TASK DESCRIPTION:
Identify every line in the data below that contains the word "green" and copy each of those lines in full.

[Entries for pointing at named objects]
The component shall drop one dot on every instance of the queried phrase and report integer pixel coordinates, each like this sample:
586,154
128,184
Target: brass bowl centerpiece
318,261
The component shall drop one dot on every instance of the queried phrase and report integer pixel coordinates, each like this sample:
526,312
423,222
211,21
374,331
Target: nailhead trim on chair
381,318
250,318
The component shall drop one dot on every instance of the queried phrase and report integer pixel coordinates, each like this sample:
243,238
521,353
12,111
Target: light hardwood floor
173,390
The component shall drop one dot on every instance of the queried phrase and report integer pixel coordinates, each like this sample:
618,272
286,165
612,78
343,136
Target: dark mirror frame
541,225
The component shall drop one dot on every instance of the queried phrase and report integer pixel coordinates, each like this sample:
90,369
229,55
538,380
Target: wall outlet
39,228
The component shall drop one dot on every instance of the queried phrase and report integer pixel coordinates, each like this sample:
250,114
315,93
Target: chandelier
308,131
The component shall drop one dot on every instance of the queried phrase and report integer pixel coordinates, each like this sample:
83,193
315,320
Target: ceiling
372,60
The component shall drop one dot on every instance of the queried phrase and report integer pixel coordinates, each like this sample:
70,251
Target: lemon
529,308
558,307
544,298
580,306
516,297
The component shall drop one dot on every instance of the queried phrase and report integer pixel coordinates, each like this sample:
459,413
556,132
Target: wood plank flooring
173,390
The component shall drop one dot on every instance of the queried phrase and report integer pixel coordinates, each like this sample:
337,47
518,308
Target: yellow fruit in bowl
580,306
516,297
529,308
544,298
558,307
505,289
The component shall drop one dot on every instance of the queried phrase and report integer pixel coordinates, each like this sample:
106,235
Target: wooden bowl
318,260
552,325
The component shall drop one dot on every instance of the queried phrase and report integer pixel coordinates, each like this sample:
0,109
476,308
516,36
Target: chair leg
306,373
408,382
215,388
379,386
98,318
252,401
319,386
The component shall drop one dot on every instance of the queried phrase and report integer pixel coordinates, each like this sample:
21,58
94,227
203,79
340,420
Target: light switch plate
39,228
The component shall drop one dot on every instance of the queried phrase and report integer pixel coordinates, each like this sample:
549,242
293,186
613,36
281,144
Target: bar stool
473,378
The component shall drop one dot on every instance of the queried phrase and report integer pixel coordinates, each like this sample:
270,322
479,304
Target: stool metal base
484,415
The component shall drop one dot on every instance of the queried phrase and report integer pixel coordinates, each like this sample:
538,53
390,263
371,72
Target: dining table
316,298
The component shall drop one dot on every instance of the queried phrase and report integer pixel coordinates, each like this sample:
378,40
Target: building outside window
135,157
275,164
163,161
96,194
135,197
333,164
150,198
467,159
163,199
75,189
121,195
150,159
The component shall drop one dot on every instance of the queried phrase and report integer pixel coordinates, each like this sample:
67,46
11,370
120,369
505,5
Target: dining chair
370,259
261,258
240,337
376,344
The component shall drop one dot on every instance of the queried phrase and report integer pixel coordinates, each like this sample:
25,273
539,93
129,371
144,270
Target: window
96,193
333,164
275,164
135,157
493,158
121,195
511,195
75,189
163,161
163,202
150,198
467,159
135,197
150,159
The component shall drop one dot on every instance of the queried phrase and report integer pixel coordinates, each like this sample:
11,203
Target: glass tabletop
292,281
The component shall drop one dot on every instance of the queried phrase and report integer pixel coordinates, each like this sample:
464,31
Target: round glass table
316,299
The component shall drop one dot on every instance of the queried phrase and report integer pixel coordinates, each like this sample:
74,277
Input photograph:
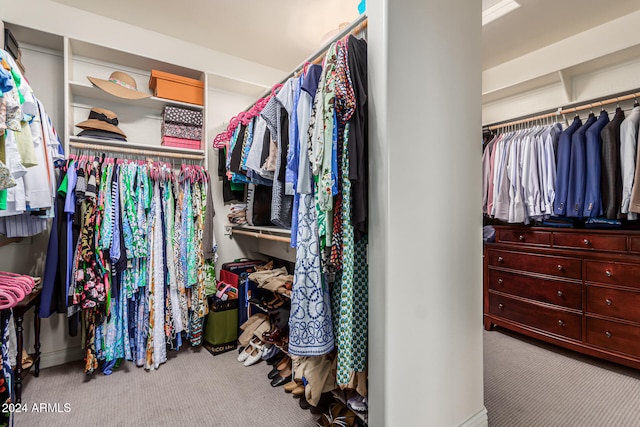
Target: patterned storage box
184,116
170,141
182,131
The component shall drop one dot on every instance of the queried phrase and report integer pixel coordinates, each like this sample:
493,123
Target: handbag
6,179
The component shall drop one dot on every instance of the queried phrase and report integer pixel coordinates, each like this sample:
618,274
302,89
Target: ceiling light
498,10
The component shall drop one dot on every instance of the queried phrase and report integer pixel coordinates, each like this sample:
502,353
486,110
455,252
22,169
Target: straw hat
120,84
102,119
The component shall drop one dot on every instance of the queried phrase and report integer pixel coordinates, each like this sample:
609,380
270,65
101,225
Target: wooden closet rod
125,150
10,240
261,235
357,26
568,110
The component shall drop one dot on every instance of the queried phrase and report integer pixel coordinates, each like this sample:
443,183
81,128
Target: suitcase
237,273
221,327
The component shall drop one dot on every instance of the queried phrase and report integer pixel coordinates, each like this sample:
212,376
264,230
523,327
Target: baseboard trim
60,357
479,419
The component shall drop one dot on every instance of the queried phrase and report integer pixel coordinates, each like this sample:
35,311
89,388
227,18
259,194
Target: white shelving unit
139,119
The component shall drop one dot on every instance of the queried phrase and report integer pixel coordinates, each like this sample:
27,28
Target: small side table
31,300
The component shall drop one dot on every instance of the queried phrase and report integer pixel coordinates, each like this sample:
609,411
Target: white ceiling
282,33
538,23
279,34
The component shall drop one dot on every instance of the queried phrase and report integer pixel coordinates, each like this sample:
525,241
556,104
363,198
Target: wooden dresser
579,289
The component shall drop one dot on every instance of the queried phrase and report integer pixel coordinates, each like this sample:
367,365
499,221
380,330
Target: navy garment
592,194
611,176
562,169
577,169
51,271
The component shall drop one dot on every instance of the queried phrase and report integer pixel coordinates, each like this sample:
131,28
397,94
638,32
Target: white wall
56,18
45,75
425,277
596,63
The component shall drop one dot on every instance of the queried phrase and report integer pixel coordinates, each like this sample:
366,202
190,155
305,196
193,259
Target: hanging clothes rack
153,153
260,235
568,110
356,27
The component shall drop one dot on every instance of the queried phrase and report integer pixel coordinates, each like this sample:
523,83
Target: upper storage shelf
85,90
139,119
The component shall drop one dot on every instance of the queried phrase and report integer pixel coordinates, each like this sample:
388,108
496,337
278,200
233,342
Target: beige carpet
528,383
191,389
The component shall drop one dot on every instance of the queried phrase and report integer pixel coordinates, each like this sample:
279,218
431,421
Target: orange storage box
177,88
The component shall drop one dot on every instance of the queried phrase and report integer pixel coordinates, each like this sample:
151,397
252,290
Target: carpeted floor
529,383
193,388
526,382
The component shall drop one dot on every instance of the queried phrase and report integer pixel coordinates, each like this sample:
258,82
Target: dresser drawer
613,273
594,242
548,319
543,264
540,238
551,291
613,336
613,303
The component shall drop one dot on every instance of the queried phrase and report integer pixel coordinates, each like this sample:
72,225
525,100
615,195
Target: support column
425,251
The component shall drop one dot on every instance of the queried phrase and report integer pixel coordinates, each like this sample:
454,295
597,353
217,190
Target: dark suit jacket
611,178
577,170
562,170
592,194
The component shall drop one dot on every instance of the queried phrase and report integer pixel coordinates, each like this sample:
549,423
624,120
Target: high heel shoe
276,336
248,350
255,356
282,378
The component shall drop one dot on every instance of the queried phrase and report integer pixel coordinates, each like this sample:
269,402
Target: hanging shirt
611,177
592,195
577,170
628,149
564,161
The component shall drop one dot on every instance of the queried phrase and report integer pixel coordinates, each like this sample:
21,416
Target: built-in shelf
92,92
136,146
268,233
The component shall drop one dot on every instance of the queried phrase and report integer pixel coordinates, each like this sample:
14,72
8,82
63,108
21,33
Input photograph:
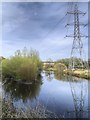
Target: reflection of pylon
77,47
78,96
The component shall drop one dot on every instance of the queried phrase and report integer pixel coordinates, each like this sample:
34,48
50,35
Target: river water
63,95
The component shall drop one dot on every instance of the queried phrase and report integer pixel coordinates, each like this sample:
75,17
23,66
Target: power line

---

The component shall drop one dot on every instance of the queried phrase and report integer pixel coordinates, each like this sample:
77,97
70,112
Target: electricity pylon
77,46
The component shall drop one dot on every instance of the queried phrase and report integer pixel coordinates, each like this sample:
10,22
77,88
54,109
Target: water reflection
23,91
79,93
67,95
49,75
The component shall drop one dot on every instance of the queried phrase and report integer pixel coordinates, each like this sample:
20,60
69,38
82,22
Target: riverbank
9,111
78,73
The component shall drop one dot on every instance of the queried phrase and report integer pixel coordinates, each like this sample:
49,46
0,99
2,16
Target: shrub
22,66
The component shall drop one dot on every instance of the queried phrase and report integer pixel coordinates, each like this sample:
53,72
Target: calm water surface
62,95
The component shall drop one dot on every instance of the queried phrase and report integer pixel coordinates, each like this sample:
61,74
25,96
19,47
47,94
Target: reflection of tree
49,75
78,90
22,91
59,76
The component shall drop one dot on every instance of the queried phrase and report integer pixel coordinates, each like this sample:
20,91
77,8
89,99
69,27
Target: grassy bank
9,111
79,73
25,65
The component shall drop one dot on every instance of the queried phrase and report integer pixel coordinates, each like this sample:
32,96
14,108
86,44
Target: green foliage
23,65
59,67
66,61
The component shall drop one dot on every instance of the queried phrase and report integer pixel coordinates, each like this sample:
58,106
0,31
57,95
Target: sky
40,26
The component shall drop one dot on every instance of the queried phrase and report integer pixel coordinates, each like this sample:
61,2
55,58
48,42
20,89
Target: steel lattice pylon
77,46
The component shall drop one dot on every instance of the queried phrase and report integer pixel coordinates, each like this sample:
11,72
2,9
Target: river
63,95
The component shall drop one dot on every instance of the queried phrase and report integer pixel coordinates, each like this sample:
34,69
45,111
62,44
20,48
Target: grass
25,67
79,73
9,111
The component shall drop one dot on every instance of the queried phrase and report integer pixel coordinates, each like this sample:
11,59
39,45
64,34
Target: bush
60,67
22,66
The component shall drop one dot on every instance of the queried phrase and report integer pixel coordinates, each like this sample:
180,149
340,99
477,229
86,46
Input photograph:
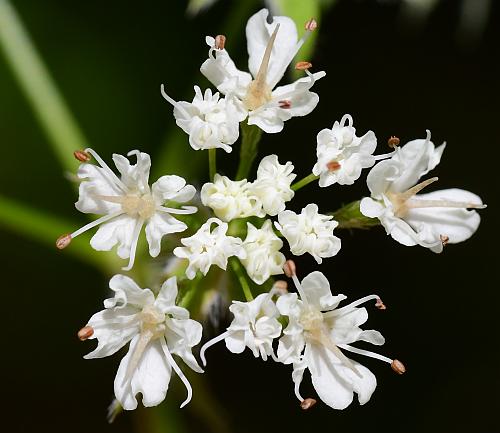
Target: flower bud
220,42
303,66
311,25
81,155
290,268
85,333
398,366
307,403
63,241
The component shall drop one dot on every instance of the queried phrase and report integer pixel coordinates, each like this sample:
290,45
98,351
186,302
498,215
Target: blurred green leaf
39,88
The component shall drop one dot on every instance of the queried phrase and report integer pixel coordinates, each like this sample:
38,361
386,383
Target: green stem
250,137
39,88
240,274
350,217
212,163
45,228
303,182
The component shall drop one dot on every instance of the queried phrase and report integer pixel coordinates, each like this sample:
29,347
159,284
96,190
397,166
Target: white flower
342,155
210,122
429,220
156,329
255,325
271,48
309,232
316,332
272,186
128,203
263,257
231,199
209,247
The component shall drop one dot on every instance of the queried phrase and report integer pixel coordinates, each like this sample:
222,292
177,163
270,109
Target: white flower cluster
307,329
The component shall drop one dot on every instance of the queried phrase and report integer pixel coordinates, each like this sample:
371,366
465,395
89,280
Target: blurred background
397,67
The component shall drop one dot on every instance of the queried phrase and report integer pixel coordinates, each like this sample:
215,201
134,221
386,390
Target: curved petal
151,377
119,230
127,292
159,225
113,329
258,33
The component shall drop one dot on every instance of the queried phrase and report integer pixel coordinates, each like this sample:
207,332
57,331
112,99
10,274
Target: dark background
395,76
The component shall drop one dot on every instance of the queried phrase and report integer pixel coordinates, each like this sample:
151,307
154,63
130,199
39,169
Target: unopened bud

==

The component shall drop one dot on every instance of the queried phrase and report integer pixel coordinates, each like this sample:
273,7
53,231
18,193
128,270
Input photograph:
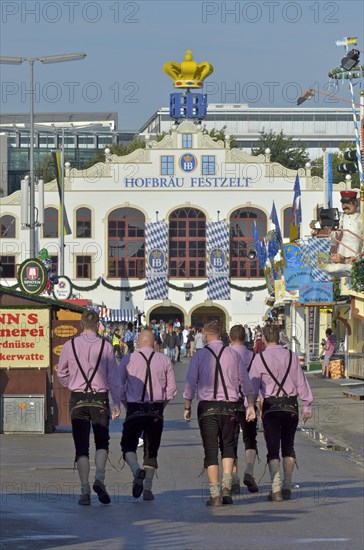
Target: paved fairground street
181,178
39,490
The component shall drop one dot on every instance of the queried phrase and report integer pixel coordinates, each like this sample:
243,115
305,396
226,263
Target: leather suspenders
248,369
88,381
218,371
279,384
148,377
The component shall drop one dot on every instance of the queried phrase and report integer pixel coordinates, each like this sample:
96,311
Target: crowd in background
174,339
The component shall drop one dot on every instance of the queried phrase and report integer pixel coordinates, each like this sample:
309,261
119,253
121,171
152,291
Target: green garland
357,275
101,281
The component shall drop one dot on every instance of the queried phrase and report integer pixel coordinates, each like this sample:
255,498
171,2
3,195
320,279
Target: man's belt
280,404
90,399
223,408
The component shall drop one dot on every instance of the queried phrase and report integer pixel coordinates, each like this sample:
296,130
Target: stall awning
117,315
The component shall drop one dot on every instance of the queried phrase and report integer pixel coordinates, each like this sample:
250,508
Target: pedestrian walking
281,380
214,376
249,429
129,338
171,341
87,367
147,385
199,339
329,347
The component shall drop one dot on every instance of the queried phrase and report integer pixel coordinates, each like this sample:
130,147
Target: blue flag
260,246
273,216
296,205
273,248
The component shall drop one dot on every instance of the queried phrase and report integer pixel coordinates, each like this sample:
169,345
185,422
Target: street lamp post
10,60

IN RESPONSE:
Target: green foliage
Target: blurred green leaf
Target: green stem
Target: green garland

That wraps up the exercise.